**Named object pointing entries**
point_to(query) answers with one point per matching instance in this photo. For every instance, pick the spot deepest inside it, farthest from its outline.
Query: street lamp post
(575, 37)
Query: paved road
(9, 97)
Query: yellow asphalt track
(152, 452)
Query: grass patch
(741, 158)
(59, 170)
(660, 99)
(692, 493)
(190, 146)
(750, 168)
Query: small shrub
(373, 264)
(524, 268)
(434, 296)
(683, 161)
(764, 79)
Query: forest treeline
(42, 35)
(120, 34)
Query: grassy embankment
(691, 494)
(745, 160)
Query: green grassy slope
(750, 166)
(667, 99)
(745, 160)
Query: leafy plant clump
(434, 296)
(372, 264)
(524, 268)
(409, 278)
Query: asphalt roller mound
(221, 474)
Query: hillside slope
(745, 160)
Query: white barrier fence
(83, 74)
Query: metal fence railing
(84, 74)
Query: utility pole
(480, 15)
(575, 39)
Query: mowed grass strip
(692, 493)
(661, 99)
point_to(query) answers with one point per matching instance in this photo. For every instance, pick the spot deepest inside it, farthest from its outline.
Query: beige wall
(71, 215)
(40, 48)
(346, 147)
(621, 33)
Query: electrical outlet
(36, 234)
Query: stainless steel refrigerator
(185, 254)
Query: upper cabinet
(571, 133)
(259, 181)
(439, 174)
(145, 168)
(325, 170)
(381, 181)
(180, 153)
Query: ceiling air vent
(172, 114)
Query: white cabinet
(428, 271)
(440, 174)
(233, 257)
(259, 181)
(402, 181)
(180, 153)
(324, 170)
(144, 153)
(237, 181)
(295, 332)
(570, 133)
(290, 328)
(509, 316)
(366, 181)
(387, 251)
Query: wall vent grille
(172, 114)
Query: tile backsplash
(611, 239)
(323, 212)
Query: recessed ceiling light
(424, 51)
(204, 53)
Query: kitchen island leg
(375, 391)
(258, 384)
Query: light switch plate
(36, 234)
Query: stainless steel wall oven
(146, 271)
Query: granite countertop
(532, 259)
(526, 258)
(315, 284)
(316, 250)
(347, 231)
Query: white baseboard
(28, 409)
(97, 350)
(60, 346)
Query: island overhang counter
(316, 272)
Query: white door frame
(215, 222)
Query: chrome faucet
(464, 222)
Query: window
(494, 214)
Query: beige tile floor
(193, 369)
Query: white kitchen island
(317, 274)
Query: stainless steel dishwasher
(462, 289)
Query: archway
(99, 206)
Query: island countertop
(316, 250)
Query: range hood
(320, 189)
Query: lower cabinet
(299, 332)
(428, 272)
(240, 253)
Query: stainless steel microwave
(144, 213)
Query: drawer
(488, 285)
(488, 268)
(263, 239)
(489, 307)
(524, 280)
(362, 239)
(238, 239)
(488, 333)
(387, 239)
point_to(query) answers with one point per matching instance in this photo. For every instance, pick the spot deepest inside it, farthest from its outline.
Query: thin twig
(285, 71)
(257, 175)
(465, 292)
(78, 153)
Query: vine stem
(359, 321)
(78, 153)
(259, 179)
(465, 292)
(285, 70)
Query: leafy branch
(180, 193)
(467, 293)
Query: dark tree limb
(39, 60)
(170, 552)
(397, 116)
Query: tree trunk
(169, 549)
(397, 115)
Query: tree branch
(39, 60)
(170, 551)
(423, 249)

**Written problem**
Repeat the stretch of items from the line "Query: drawer" through the last line of the items, unchanged.

**Correct response**
Query: drawer
(488, 285)
(488, 268)
(263, 239)
(489, 307)
(524, 280)
(362, 239)
(238, 239)
(488, 333)
(387, 239)
point_to(query) answers with one point per matching instance in this photo. For every instance, pick the spot deepest inside it, farthest from its outline.
Query: thin twig
(285, 71)
(257, 175)
(465, 292)
(78, 153)
Query: vine stem
(359, 321)
(78, 153)
(259, 179)
(465, 292)
(285, 70)
Query: leafy branch
(180, 193)
(467, 293)
Query: dark tree limb
(39, 60)
(170, 552)
(397, 116)
Query: tree trunk
(169, 549)
(397, 115)
Query: tree branch
(39, 60)
(170, 551)
(423, 249)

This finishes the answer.